*** Opening Data shown ***

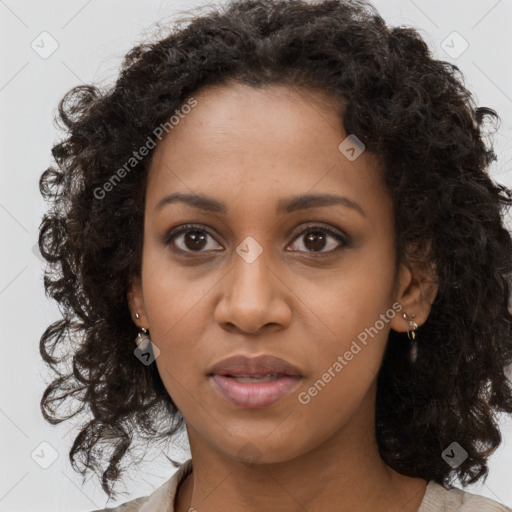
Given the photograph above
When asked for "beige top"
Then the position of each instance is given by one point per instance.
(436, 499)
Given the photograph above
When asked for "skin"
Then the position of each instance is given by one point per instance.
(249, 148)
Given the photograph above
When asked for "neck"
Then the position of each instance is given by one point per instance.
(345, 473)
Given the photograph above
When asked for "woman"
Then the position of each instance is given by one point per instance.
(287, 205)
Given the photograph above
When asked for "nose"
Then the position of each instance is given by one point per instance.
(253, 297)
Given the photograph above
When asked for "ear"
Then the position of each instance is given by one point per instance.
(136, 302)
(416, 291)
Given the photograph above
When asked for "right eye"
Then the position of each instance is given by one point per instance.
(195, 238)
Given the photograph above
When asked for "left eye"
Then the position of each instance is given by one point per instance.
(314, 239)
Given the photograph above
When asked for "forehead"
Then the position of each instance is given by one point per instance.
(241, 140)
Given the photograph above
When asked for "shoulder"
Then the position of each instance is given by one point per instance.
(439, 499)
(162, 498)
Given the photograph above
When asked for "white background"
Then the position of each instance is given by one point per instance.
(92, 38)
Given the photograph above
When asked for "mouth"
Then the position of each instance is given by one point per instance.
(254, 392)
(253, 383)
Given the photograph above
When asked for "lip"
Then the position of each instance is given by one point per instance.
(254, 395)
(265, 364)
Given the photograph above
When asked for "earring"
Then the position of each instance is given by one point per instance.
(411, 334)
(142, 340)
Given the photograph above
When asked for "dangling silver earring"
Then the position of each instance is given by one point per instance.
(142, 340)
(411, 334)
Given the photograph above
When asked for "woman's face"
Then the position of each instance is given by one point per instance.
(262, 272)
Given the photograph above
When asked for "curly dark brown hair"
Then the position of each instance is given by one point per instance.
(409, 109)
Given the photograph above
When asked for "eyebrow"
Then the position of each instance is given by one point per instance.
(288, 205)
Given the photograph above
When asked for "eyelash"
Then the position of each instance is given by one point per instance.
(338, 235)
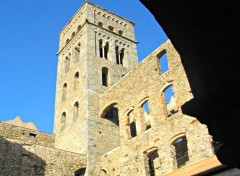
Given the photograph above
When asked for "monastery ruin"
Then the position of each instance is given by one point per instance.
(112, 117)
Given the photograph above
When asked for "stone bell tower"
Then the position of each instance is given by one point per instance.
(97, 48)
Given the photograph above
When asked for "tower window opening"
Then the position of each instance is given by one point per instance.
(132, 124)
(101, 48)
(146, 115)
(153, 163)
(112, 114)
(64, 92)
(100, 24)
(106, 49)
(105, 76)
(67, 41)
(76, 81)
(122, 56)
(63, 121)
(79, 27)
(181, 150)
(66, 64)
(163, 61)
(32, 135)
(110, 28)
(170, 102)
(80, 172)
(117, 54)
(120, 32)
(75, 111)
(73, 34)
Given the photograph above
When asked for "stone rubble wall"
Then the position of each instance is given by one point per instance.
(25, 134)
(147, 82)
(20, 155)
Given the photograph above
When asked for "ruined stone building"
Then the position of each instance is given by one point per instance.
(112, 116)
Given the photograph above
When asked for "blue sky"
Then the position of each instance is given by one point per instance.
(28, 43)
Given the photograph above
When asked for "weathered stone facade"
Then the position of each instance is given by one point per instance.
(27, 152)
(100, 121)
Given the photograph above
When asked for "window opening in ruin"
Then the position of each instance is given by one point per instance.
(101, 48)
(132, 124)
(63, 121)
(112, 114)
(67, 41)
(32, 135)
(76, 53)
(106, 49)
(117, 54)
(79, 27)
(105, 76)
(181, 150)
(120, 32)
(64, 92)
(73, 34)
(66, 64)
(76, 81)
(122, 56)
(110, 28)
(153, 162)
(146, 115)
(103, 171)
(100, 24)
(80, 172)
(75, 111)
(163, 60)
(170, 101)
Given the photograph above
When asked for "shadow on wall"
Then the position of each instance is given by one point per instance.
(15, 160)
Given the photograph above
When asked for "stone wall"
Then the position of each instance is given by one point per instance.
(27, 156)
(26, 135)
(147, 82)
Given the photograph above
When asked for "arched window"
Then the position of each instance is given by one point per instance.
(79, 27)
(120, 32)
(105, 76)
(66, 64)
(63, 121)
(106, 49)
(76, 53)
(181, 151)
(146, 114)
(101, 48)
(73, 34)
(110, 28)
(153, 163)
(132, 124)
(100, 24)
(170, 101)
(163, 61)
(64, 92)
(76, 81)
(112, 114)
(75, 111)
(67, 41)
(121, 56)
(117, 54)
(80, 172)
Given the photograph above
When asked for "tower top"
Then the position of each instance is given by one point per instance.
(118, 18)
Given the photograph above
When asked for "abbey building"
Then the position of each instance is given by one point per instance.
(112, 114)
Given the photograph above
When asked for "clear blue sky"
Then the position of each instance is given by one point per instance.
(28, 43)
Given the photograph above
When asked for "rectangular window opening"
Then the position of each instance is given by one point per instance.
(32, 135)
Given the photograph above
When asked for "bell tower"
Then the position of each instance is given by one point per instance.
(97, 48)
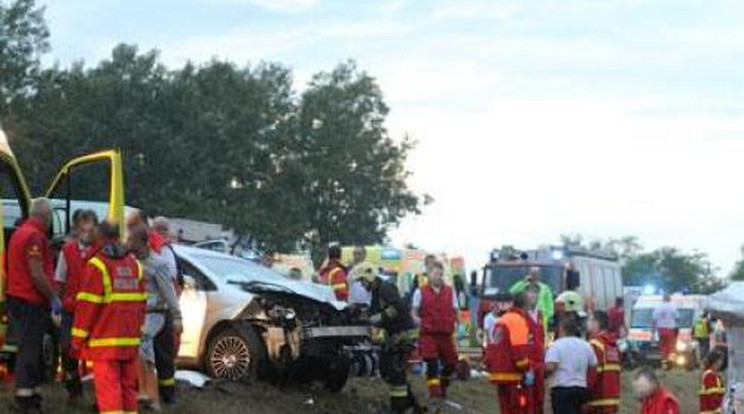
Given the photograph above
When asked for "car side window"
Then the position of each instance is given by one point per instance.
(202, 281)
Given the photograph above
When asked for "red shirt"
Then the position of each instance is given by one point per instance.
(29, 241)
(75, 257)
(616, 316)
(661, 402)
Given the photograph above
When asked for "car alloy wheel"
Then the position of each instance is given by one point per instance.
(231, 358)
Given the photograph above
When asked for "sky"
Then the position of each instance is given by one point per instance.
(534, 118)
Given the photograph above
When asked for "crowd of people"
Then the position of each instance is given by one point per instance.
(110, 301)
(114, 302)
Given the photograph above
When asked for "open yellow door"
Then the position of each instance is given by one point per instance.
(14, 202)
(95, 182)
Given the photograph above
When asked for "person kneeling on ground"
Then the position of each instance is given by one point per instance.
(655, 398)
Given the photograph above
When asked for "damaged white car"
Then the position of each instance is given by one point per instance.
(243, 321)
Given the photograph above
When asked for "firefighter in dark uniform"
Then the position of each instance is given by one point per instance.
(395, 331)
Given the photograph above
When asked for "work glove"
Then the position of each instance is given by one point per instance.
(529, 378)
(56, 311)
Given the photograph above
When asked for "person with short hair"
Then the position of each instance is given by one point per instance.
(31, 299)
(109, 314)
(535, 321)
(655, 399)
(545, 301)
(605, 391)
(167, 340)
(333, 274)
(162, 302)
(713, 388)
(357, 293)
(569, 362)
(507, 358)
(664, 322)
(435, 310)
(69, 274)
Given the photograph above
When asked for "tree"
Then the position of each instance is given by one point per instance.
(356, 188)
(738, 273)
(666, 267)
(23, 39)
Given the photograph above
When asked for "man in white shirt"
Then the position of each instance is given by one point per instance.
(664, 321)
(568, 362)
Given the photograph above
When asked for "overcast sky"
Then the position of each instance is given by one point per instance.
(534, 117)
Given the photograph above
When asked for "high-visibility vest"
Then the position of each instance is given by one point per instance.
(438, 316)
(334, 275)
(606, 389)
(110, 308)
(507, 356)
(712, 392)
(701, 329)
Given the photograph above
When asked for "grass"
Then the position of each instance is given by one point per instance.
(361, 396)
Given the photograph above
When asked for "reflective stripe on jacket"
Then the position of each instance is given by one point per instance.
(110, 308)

*** Closing Data shown ***

Write out the material above exactly. Skip the pictures.

Given the photograph above
When asked for "beige top"
Then the position of each instance is given by one point per instance.
(436, 499)
Given the photograph above
When asked for "skin"
Then the position of each instance is given by one point per instance.
(249, 148)
Given the photograph above
When asked for "neck"
Then the position of each instance is given by one point per instance.
(345, 473)
Given the photograph above
When asked for "woman"
Then the position of each instance is given by one point per instance.
(287, 205)
Given the photograph above
When asked for "nose"
Then the position of each instance is given by one point per instance.
(253, 297)
Given the photograph above
When asked for "ear"
Then the position of each instance is given by one point per instance.
(136, 302)
(416, 291)
Given the photograph above
When asked for "right eye"
Then the position of each instance is given by one point per instance.
(195, 238)
Given the photograph above
When asked for "left eye"
Then the position of each instance is given by one point per instance.
(314, 239)
Given the photograph above
When asked for "forehead"
Then the position of each instance is given by one point per instance.
(241, 140)
Given the photograph above
When asked for "shoulder"
Then the position of each instance is given by one point per instance.
(439, 499)
(162, 498)
Given the photograph above
When asked for "white background"
Then the position of each instance is given by one point per instance.
(92, 38)
Given the photograph above
When asked for "mouth"
Then the position of each instance is given by one point per instance.
(254, 392)
(253, 383)
Given the photograph above
When asked for "lip"
Then the position of each instance is given by one point per instance.
(254, 395)
(265, 364)
Given the photograph above
When asked for "earring"
Then the position of each instance is given by one point per instance.
(411, 334)
(142, 340)
Given the photograph above
When asked for "dangling silver earring"
Then the position of each instance is given by one point per instance.
(142, 340)
(411, 334)
Given the photograph above
When asked for "woman's face"
Then the position of each instance is given by one point per instance.
(262, 272)
Given the photograph above
When asked for "curly dark brown hair"
Then the position of each instance is given by one point per instance.
(409, 109)
Given the photograph above
When asked for "eyebrow"
Then the position of each instance is given by one point per instance.
(288, 205)
Given the photograph above
When asked for "eyelash"
Then the position of each instance is given by one point per instance.
(338, 235)
Given the photograph above
When asked for "monastery ruin"
Then the position of each instance is given by one point per instance.
(112, 117)
Given the photograph above
When asked for "stone bell tower"
Then the position of each instance is given by one point per instance.
(97, 48)
Given the photograph above
When asked for "tower window opening"
Then the position of each instance is given by one point per instance.
(132, 124)
(101, 48)
(146, 115)
(153, 163)
(112, 114)
(64, 92)
(100, 24)
(106, 49)
(105, 76)
(67, 41)
(76, 81)
(122, 56)
(63, 121)
(79, 27)
(181, 150)
(66, 64)
(163, 61)
(32, 135)
(110, 28)
(170, 102)
(80, 172)
(117, 54)
(120, 32)
(75, 111)
(73, 34)
Given the photograph above
When asked for "stone rubble wall"
Then the position of each instance is given by one point per instance.
(25, 134)
(147, 82)
(20, 155)
Given the photograph above
When asked for "ruined stone building"
Then the position of each instance is given by one point per instance.
(112, 116)
Given the photograph above
When asked for "blue sky"
Then the position of each instance is given by one point per instance.
(28, 43)
Given the photograph above
When asked for "weathered stone facade"
Then the position of each instance is given by one point per instance.
(27, 152)
(100, 121)
Given the photograph above
When asked for "window opening in ruin"
Then the position of each instance is given by one point per instance.
(101, 48)
(132, 124)
(63, 121)
(112, 114)
(67, 41)
(32, 135)
(76, 53)
(106, 49)
(117, 54)
(79, 27)
(105, 76)
(181, 150)
(120, 32)
(64, 92)
(73, 34)
(66, 64)
(76, 81)
(122, 56)
(110, 28)
(153, 162)
(146, 115)
(103, 171)
(100, 24)
(80, 172)
(75, 111)
(163, 60)
(170, 101)
Given the photograph above
When asked for "shadow on wall"
Then the position of each instance is given by one point per instance.
(15, 160)
Given the photograph above
When asked for "stone wall"
Then the position of each instance is given by one point per instance.
(27, 156)
(26, 135)
(147, 82)
Given the photograph above
When asked for "arched window"
Then the position of each instance is given by one point per instance.
(79, 27)
(120, 32)
(105, 76)
(66, 64)
(63, 121)
(106, 49)
(76, 53)
(181, 151)
(146, 114)
(101, 48)
(73, 34)
(110, 28)
(153, 163)
(132, 124)
(100, 24)
(170, 101)
(163, 61)
(64, 92)
(76, 81)
(112, 114)
(75, 111)
(67, 41)
(121, 56)
(117, 54)
(80, 172)
Given the photograph above
When asked for "tower top"
Then the position of each instance is given by one point per instance.
(118, 18)
Given the photograph above
When asked for "abbey building"
Then the position of each instance is given by one point per instance.
(112, 114)
Given the photograph above
When asked for "clear blue sky"
Then the position of each instance is given by one point per instance.
(28, 43)
Given the photograph above
When asked for "rectangular window opening"
Then the position of each instance is given by one point per instance.
(32, 135)
Given the photograph above
When asked for "bell tower"
Then the position of each instance is given by one point per instance.
(97, 48)
Given the photograph above
When asked for "car side window"
Then the position of each instance is given by one point per instance.
(202, 281)
Given the photograph above
When asked for "red shirt"
Then the position of each instance is given by one point per instance.
(29, 241)
(75, 257)
(616, 316)
(661, 402)
Given the photograph above
When asked for "car alloy wheel"
Then the position of each instance is given by one point per instance.
(231, 358)
Given the photograph above
When asked for "sky"
Then the position of each instance is given by one point per instance.
(534, 118)
Given the photograph above
When asked for "crowd of people"
Then the position of each instance is given by one point per instance.
(110, 301)
(114, 302)
Given the photograph above
When asked for "open yellow door"
Then the position of each instance is given by one point per instance.
(14, 202)
(95, 182)
Given the photograph above
When asked for "person kneeling on ground"
Then the position of each instance is given by one point per instance.
(655, 398)
Given the photograph above
When asked for "damaged white car"
Then the position of each instance is given by one point per instance.
(243, 321)
Given the photograph above
When asked for "firefighter in dark uniform"
Then the position of each instance is given by one point per instance.
(395, 331)
Given the photograph above
When asked for "work glove"
Then the position of each instance is given by one point per instance.
(529, 378)
(56, 311)
Given the photograph above
When asked for "person with short hair"
Then the position of each instance is given by one point per instance.
(31, 299)
(109, 314)
(535, 321)
(655, 399)
(545, 301)
(605, 391)
(167, 340)
(333, 274)
(162, 302)
(713, 388)
(357, 293)
(569, 362)
(507, 358)
(664, 322)
(435, 310)
(69, 274)
Given the photograph above
When asked for "tree"
Then the position of each instance is given by one point per instance.
(356, 188)
(738, 273)
(666, 267)
(23, 39)
Given the photograph above
When asked for "man in white shirt"
Then the position of each instance is given by one point per instance.
(664, 321)
(568, 362)
Given the photograph above
When asked for "overcast sky"
Then the position of each instance is given by one point per instance.
(534, 117)
Given the photograph above
When asked for "high-visibility vest"
Then the position of each instance is given by one point per instance.
(438, 316)
(334, 275)
(606, 389)
(110, 308)
(507, 356)
(712, 392)
(701, 329)
Given the photograph above
When asked for "grass"
Then the position of each instance is given by one point per instance.
(361, 396)
Given the photograph above
When asked for "reflective stripe on jacket"
Then the position of each instance is given by one point per instance.
(110, 308)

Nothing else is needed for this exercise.